▶ [Set of tasks]:
1. Reproduce from the fuse discrimination passage the portion from "Clearly, each minor" up to and including "or be impaired.".
2. Answer these questions from the fuse discrimination passage:
(a) Which fuse carries the designation PD4?
(b) Below what melting time of the minor fuse must its arcing time be taken into account?
(c) By what margin, as suggested, should the pre-arcing I2t of the major fuse exceed the total operating I2t of the minor fuse?

▶ [Passage provided]:
============
Clearly, each minor fuse must have the time/current
characteristic needed to protect its load circuit and a fault on
a particular load should only cause its associated minor fuse to
operate. The major or upstream fuse (PD4) will also carry the fault
current but it must not operate or be impaired.
For faults which cause relatively small currents to flow, the arcing
times, as proportions of the pre-arcing times, are small and consequently
discrimination can be predicted by comparing the time current curves
of the major and minor fuses. Provided that the curves for the minor
fuses are to the left of that for the major fuse, i.e. the minor
fuses operate more quickly, then discrimination should be obtained.
At higher fault current levels which will result in melting of the
minor fuse in less than 100 ms, the arcing time of the minor fuse
must be taken into account. This is done not by considering the
actual values of time, but by using the I2t values. The requirement
is that the pre-arcing I2t of the major fuse shall exceed the total
operating I2t of the minor fuse by a reasonable margin (say 40%).
============
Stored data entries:
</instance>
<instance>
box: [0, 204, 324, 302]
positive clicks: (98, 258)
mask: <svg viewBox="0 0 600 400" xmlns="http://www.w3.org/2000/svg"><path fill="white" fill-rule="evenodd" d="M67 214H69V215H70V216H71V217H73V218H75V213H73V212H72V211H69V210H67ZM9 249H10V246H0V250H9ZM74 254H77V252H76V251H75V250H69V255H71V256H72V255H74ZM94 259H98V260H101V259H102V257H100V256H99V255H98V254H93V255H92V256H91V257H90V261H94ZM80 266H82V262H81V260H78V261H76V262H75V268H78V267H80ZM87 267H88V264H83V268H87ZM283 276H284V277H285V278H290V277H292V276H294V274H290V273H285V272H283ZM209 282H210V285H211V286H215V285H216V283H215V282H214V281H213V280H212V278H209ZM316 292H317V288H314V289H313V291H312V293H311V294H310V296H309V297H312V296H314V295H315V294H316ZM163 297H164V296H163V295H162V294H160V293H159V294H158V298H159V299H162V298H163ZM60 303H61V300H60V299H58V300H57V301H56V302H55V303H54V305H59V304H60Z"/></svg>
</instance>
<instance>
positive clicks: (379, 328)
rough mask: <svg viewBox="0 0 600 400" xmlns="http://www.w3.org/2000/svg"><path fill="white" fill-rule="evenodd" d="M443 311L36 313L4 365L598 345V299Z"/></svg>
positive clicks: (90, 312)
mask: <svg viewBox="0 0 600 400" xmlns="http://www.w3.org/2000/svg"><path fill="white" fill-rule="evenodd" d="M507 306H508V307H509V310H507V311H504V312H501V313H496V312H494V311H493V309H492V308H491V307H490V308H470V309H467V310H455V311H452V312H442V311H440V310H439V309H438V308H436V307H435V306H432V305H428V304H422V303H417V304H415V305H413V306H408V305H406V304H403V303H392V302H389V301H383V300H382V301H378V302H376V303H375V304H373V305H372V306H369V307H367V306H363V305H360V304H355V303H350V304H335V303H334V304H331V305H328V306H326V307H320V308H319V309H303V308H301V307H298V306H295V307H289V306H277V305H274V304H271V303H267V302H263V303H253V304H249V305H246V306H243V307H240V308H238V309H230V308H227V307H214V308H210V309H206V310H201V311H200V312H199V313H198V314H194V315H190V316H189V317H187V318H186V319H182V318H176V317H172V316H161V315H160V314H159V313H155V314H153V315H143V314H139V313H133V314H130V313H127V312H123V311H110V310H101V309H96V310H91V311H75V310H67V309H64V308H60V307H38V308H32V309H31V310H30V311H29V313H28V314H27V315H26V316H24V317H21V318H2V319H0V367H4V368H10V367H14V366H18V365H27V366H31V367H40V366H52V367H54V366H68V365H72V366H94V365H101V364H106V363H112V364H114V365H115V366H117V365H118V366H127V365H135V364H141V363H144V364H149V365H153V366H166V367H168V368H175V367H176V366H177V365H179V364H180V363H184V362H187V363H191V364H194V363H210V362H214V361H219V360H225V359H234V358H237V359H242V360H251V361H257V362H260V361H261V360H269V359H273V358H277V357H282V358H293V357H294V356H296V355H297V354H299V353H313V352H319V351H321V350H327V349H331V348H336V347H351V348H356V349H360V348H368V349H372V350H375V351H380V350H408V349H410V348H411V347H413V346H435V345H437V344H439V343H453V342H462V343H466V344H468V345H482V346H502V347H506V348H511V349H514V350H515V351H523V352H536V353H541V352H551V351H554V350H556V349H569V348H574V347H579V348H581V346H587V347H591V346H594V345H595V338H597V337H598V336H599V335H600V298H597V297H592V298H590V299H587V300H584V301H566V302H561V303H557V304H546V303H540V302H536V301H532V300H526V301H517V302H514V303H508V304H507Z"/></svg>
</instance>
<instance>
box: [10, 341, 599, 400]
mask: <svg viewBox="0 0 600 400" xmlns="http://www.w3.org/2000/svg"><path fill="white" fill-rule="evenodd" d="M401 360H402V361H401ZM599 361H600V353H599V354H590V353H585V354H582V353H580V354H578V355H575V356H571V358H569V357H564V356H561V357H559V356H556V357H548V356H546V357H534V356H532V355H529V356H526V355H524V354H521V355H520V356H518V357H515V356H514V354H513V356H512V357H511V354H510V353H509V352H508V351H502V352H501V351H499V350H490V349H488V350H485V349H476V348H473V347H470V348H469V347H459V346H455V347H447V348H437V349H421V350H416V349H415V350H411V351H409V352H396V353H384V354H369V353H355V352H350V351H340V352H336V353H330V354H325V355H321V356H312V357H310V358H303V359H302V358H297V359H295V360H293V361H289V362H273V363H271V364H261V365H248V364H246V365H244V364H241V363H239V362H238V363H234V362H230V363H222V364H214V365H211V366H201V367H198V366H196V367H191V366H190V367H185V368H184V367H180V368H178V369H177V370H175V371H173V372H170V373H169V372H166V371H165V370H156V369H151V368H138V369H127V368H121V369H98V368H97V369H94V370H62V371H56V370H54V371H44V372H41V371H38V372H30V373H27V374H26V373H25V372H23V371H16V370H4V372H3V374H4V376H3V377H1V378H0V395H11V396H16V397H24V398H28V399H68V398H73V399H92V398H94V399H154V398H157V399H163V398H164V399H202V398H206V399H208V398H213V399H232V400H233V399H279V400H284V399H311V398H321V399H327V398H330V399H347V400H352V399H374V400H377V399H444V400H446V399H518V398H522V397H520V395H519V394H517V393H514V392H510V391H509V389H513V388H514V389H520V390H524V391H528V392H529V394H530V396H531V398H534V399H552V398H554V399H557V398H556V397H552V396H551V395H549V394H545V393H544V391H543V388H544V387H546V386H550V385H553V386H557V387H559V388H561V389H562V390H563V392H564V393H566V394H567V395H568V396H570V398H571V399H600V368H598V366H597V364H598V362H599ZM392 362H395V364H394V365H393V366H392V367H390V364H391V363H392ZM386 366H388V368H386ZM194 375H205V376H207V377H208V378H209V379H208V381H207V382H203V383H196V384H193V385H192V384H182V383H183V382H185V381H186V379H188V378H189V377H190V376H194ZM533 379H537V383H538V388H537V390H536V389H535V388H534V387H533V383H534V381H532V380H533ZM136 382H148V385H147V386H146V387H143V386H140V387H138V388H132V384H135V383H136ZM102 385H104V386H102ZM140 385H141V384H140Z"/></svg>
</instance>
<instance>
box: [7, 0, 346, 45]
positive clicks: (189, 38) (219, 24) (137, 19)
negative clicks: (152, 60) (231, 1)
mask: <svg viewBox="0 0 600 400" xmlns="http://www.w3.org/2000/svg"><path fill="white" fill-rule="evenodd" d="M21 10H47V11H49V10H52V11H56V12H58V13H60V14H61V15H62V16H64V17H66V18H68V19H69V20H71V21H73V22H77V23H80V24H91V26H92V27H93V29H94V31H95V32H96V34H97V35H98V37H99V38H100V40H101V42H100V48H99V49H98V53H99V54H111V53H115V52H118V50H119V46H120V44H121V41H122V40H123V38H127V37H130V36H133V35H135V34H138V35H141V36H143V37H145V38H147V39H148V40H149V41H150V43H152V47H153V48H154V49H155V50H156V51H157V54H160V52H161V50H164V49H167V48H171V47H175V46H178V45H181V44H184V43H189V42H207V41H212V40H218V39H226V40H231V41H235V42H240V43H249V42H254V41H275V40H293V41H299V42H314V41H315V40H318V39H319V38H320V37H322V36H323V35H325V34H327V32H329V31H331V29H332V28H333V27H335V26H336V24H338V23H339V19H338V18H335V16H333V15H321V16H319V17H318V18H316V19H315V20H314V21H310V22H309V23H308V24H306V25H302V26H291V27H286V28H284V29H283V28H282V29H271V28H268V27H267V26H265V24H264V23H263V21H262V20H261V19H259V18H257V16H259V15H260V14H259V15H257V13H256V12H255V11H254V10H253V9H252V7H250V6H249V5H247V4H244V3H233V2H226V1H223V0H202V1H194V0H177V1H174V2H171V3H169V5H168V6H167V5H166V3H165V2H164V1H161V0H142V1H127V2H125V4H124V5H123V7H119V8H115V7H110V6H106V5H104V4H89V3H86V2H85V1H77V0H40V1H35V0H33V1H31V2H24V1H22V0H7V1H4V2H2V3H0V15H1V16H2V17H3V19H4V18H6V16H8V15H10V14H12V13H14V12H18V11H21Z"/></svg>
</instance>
============
▶ [Responses for each task]:
1.
Clearly, each minor fuse must have the time/current
characteristic needed to protect its load circuit and a fault on
a particular load should only cause its associated minor fuse to
operate. The major or upstream fuse (PD4) will also carry the fault
current but it must not operate or be impaired.

2.
(a) The major or upstream fuse.
(b) Less than 100 ms.
(c) A reasonable margin, say 40%.